┏━━

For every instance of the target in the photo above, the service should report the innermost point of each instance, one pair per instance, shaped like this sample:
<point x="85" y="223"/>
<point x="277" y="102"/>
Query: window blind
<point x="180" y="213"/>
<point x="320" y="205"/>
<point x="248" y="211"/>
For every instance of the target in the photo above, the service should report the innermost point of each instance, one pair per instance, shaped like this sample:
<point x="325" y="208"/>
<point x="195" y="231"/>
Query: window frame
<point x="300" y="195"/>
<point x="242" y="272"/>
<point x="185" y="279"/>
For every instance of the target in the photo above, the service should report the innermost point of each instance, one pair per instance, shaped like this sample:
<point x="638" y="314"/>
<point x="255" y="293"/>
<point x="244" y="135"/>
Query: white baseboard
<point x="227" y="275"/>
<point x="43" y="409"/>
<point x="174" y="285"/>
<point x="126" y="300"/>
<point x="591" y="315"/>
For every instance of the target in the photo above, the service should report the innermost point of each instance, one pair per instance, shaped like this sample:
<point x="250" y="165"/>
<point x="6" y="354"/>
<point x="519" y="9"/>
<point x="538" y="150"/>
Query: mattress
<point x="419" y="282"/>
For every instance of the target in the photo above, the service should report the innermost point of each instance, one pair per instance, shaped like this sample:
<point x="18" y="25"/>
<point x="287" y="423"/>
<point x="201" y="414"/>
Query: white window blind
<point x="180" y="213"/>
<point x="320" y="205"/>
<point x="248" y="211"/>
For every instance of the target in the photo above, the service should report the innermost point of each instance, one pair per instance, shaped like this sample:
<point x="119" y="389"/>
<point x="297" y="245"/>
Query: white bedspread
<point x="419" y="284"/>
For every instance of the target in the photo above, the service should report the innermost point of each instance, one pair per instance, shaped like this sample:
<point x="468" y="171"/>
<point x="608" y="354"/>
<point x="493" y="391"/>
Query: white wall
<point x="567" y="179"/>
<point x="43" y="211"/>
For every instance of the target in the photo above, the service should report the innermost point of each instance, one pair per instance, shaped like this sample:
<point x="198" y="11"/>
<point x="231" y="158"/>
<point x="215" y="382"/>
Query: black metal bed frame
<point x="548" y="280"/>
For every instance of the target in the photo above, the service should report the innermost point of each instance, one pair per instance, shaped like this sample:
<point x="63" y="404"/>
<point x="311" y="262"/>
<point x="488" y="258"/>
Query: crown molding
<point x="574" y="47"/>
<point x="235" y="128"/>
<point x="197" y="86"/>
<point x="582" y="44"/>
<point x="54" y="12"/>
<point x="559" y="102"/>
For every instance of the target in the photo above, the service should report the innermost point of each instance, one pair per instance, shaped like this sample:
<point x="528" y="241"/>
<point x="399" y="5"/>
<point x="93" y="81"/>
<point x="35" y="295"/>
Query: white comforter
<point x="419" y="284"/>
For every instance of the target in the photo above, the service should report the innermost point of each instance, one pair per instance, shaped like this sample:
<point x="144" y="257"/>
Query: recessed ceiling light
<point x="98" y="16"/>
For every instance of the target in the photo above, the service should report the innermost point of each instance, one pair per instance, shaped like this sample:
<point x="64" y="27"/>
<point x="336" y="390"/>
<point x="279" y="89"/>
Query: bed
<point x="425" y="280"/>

┗━━

**TASK OBJECTIVE:**
What is wanted is the complete set of entries, returned verbatim.

**YOUR SOLUTION:**
For every instance of the target in the photo above, the service should report the innermost point of each instance, one pair per instance, shaped like this sample:
<point x="85" y="223"/>
<point x="277" y="102"/>
Query: window blind
<point x="180" y="213"/>
<point x="320" y="205"/>
<point x="248" y="211"/>
For every instance of the target in the photo above, the service should report the innermost point of each instance, one pair per instance, shaped like this sample:
<point x="325" y="208"/>
<point x="195" y="231"/>
Query: window frame
<point x="300" y="195"/>
<point x="242" y="272"/>
<point x="185" y="279"/>
For every instance of the target in the photo above, the service should report the innermost point of each instance, one pair per instance, shaped like this sample:
<point x="638" y="314"/>
<point x="255" y="293"/>
<point x="244" y="135"/>
Query: white baseboard
<point x="227" y="275"/>
<point x="43" y="409"/>
<point x="174" y="285"/>
<point x="126" y="300"/>
<point x="591" y="315"/>
For every instance of the target in the photo above, the service should report the innermost point of each instance, one pair per instance, shaped like this sample:
<point x="250" y="165"/>
<point x="6" y="354"/>
<point x="519" y="9"/>
<point x="538" y="150"/>
Query: mattress
<point x="419" y="282"/>
For every instance of the target in the photo above, the service should report the innermost point of each instance, one pair per instance, shaped like this sample:
<point x="18" y="25"/>
<point x="287" y="423"/>
<point x="201" y="414"/>
Query: white window blind
<point x="180" y="213"/>
<point x="320" y="205"/>
<point x="248" y="211"/>
For every instance of the target in the photo above, the service should report the innermost point of each instance, one pair per instance, shaped like this sample:
<point x="119" y="389"/>
<point x="297" y="245"/>
Query: white bedspread
<point x="419" y="284"/>
For every instance of the target in the photo above, the service should report the innermost point of each instance, one pair per instance, shaped like this sample:
<point x="468" y="171"/>
<point x="608" y="354"/>
<point x="493" y="391"/>
Query: white wall
<point x="567" y="179"/>
<point x="43" y="211"/>
For every instance of the target in the photo above, the service should report the innermost point of each instance, one pair per instance, shaped like this sample:
<point x="198" y="11"/>
<point x="231" y="158"/>
<point x="215" y="382"/>
Query: black metal bed frame
<point x="548" y="280"/>
For every instance of the target in the photo above, the service should report the innermost point of each instance, one pair per instance, shaped like this sample:
<point x="63" y="404"/>
<point x="311" y="262"/>
<point x="488" y="258"/>
Query: crown molding
<point x="574" y="47"/>
<point x="235" y="128"/>
<point x="197" y="86"/>
<point x="582" y="44"/>
<point x="54" y="12"/>
<point x="559" y="102"/>
For every instance of the target in the photo above, the service should report the innermost point of each instance, one pair per instance, shaped like this sample:
<point x="528" y="241"/>
<point x="399" y="5"/>
<point x="93" y="81"/>
<point x="35" y="295"/>
Query: white comforter
<point x="419" y="284"/>
For every instance of the target in the photo above, the service should report the innermost point of each instance, one pair per instance, shaped like this sample:
<point x="144" y="257"/>
Query: recessed ceiling light
<point x="98" y="16"/>
For every instance of the target in the photo above, the service should report the innermost point of each instance, one pair per instance, shaped like this sample:
<point x="64" y="27"/>
<point x="336" y="390"/>
<point x="279" y="89"/>
Query: bed
<point x="425" y="280"/>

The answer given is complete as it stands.